** Start of PAGE EXTRACT **
It’s a twentieth century art form, so the materials you’re using are from the past. It can’t help but trigger some sort of nostalgia, even if it’s not often the filmmaker’s intention. Klahr has said that he uses material he remembers from his childhood, like the Superman comic books which feature in Pony Glass. For him, it’s a way of extending his childhood, so there is a little bit of nostalgia involved. He really lost himself in his own worlds as a kid, creating his own fictional stories with his characters. It’s kind of the same thing with collage. But his work isn’t necessarily nostalgic or sentimental, because he’s also critical. He creates his own stories using these materials. In some films, he rejects them, using old commercial images that once had great power. But when you see these 1950s pictures now, they’re totally powerless. It’s a different context.

Why do you think collage animation is so overlooked? Other artists also include pre-existing art in their works, even if they don’t do collage, like Gianluigi Toccafondo, for example.
When I started researching the topic in 2018, I was really surprised to find that there wasn’t anything about it, just sections on Larry Jordan, Terry Gilliam and Stan Vanderbeek, but nothing focused solely on collage because it had always come under cut-out animation. In my mind, it’s obviously a different genre. Toccafondo has some elements of collage in his work. I didn’t go into it too deeply in my book, but I hope somebody will in the future. That old film Cameraman’s Revenge (1912), by Starevich, also takes dead bugs and brings them back to life, and the Paul Bush film shown at Animateka’s opening (While Darwin Sleeps…, 2004) is a kind of collage too.

How did you approach writing a book about collage in the absence of any material?
When I became the director of the Ottawa Film Festival in the nineties, I had to teach myself all about independent animation. There weren’t any books about it back then, just about Disney, and maybe some mentions of Hank Mayer, Norman McLaren and the Quay brothers. I went to festivals, met animators, watched their DVDs or VHS tapes… It was a similar process to researching collage. I write in a very non-academic way and I don’t think of myself as a historian. I write to figure out what I actually think. The reader goes on this journey with me. I’ve always liked to mix writing styles, to make things personal. I’ve never liked those dry history books which don’t let us have an opinion. It’s supposed to be objective but there isn’t any objectivity, come on!

Do you think that AI, internet compilations and memes will bring about a second “golden age” of collage in digital form?
It’s already happening. When I was putting the programme together, I realised that collage is everywhere. Even in the music that I like, like Bob Dylan or the band Guided by Voices. It’s all collage. AI has become such a huge topic over the past year. It’s not all that different from collage, actually.
** End of PAGE EXTRACT **
» SET TASK:
Edit the stretch of the collage animation interview starting at "When I became" and ending at "in digital form?" so that "nineties" becomes "1990s", and give that stretch. These records have no connection to the collage animation interview.
** Start of LISTED RECORDS **
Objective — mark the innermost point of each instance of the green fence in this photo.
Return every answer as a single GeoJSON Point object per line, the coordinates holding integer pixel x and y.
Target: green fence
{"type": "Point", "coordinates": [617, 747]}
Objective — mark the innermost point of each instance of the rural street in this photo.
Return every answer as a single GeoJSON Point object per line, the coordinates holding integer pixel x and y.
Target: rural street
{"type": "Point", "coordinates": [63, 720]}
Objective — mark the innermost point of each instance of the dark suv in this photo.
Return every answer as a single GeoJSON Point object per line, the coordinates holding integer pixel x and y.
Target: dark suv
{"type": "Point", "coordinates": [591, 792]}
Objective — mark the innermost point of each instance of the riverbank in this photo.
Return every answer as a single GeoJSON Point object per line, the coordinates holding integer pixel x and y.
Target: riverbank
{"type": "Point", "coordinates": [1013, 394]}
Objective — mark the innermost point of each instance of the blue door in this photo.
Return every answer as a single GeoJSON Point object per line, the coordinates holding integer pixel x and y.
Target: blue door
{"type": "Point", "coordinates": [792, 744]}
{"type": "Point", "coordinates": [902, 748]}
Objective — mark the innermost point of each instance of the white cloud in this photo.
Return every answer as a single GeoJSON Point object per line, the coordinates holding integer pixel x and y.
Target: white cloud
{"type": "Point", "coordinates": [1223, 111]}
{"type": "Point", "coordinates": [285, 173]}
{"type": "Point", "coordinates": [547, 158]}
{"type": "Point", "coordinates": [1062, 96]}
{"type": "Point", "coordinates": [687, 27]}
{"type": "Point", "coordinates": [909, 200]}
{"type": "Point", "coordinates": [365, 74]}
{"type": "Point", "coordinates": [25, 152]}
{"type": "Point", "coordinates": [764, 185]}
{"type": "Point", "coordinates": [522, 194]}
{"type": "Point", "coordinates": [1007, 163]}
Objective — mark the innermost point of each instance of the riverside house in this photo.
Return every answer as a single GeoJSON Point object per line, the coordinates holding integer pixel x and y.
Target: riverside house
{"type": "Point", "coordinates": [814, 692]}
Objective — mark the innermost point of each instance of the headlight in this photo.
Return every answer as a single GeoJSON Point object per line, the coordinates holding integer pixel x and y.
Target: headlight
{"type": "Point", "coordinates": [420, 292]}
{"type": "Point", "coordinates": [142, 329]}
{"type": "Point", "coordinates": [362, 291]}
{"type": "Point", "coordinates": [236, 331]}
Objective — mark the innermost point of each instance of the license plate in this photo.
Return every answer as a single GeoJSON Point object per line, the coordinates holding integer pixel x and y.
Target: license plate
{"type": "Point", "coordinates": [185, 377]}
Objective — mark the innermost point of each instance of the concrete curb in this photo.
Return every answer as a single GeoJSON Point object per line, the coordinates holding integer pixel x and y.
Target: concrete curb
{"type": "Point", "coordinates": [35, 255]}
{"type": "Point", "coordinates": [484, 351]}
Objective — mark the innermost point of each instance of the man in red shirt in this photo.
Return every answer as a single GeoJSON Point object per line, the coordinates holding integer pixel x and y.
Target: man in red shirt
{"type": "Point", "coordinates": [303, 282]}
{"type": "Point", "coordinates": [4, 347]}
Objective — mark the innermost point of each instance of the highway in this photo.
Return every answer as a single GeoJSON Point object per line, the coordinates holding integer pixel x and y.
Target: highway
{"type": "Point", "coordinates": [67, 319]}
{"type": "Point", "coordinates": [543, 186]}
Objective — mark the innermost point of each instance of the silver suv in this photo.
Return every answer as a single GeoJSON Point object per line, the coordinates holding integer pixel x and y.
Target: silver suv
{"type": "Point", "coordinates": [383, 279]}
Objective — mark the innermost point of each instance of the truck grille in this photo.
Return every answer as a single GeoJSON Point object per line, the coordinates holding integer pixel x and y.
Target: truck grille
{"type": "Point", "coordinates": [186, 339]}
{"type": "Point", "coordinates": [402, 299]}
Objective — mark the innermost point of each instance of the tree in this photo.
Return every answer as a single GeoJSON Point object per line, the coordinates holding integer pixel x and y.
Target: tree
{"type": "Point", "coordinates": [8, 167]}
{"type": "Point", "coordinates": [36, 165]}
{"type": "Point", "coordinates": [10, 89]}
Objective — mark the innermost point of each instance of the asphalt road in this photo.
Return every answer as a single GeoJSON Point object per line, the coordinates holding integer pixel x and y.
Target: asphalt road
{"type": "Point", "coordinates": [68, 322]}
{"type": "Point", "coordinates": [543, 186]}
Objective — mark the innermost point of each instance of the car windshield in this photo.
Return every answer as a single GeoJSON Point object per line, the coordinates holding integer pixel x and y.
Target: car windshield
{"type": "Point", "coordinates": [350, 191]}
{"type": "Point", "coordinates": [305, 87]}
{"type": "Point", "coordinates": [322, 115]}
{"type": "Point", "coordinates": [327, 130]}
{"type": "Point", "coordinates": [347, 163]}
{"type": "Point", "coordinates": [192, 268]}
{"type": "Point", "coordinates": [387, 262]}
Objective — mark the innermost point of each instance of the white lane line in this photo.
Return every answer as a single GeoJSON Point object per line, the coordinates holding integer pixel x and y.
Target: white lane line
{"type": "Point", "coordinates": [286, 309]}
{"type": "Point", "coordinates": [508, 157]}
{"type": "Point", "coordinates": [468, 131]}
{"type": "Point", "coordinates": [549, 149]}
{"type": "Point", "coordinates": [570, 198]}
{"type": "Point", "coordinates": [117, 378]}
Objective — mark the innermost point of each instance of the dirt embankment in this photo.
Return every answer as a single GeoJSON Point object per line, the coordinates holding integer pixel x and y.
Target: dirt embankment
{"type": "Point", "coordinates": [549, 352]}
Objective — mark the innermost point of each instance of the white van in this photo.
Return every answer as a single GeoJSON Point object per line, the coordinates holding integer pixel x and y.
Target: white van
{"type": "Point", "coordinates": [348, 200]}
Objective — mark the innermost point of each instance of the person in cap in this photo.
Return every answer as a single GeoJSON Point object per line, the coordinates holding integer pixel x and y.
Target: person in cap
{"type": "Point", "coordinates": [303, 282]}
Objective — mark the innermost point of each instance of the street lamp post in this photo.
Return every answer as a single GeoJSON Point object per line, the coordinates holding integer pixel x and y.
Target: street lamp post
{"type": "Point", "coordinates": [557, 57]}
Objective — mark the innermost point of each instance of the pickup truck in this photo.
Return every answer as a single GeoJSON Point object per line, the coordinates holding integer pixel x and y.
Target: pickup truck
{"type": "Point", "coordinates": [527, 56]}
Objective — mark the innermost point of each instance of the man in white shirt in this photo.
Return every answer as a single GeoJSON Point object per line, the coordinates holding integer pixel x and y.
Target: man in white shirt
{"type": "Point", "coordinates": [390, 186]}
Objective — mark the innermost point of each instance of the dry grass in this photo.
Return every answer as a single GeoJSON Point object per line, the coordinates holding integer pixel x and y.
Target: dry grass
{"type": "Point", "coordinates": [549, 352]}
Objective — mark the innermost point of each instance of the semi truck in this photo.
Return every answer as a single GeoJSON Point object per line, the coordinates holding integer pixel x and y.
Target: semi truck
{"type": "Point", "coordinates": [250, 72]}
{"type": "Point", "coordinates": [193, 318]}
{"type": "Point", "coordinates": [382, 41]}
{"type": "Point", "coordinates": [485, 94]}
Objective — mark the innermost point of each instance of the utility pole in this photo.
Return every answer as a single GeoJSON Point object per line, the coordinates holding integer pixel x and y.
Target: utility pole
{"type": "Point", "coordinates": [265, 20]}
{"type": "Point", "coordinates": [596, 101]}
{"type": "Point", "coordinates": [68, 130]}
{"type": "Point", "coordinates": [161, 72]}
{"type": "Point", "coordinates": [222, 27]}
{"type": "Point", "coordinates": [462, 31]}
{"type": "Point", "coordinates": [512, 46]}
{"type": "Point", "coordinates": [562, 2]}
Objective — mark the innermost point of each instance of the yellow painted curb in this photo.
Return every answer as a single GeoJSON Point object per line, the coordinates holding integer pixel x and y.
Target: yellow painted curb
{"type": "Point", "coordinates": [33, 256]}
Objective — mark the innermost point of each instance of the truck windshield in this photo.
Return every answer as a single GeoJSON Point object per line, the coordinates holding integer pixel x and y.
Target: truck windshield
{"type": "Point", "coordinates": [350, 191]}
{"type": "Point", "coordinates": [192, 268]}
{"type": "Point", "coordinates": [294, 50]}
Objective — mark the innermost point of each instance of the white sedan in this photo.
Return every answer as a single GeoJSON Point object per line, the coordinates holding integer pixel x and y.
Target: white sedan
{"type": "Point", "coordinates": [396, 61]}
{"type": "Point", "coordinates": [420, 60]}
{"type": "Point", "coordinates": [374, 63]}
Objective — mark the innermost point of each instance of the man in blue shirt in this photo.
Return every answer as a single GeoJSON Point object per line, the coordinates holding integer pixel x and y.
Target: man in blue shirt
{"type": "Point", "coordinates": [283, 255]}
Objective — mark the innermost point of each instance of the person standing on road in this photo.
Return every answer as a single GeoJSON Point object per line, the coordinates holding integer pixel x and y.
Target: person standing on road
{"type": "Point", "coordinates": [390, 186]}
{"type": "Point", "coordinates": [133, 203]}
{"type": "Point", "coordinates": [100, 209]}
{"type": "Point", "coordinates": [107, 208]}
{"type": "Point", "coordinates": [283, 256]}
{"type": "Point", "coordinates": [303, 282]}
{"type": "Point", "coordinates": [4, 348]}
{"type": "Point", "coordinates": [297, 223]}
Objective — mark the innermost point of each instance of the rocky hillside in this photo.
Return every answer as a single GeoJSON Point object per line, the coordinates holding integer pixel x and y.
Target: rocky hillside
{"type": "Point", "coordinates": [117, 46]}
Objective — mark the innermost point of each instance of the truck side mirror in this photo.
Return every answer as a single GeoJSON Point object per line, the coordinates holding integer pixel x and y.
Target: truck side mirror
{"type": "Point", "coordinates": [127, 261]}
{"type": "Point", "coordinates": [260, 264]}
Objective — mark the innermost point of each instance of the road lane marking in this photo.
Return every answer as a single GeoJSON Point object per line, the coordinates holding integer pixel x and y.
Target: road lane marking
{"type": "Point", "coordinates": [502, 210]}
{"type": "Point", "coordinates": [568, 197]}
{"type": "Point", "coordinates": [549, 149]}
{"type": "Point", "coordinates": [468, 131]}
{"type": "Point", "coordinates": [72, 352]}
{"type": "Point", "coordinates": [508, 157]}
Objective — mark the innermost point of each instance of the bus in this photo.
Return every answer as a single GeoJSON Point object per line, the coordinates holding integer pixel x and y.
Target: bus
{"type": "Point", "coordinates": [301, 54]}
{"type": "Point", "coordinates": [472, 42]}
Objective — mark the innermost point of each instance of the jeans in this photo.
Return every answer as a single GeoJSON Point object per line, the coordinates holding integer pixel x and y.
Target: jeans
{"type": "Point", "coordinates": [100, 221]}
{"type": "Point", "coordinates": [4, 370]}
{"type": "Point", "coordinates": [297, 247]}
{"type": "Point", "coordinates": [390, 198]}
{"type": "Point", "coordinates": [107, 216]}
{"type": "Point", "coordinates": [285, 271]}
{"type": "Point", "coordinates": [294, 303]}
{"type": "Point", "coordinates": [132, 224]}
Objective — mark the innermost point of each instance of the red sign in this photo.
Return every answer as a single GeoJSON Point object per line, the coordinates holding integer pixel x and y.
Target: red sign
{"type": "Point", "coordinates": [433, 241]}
** End of LISTED RECORDS **
» FULL OUTPUT:
When I became the director of the Ottawa Film Festival in the 1990s, I had to teach myself all about independent animation. There weren’t any books about it back then, just about Disney, and maybe some mentions of Hank Mayer, Norman McLaren and the Quay brothers. I went to festivals, met animators, watched their DVDs or VHS tapes… It was a similar process to researching collage. I write in a very non-academic way and I don’t think of myself as a historian. I write to figure out what I actually think. The reader goes on this journey with me. I’ve always liked to mix writing styles, to make things personal. I’ve never liked those dry history books which don’t let us have an opinion. It’s supposed to be objective but there isn’t any objectivity, come on!

Do you think that AI, internet compilations and memes will bring about a second “golden age” of collage in digital form?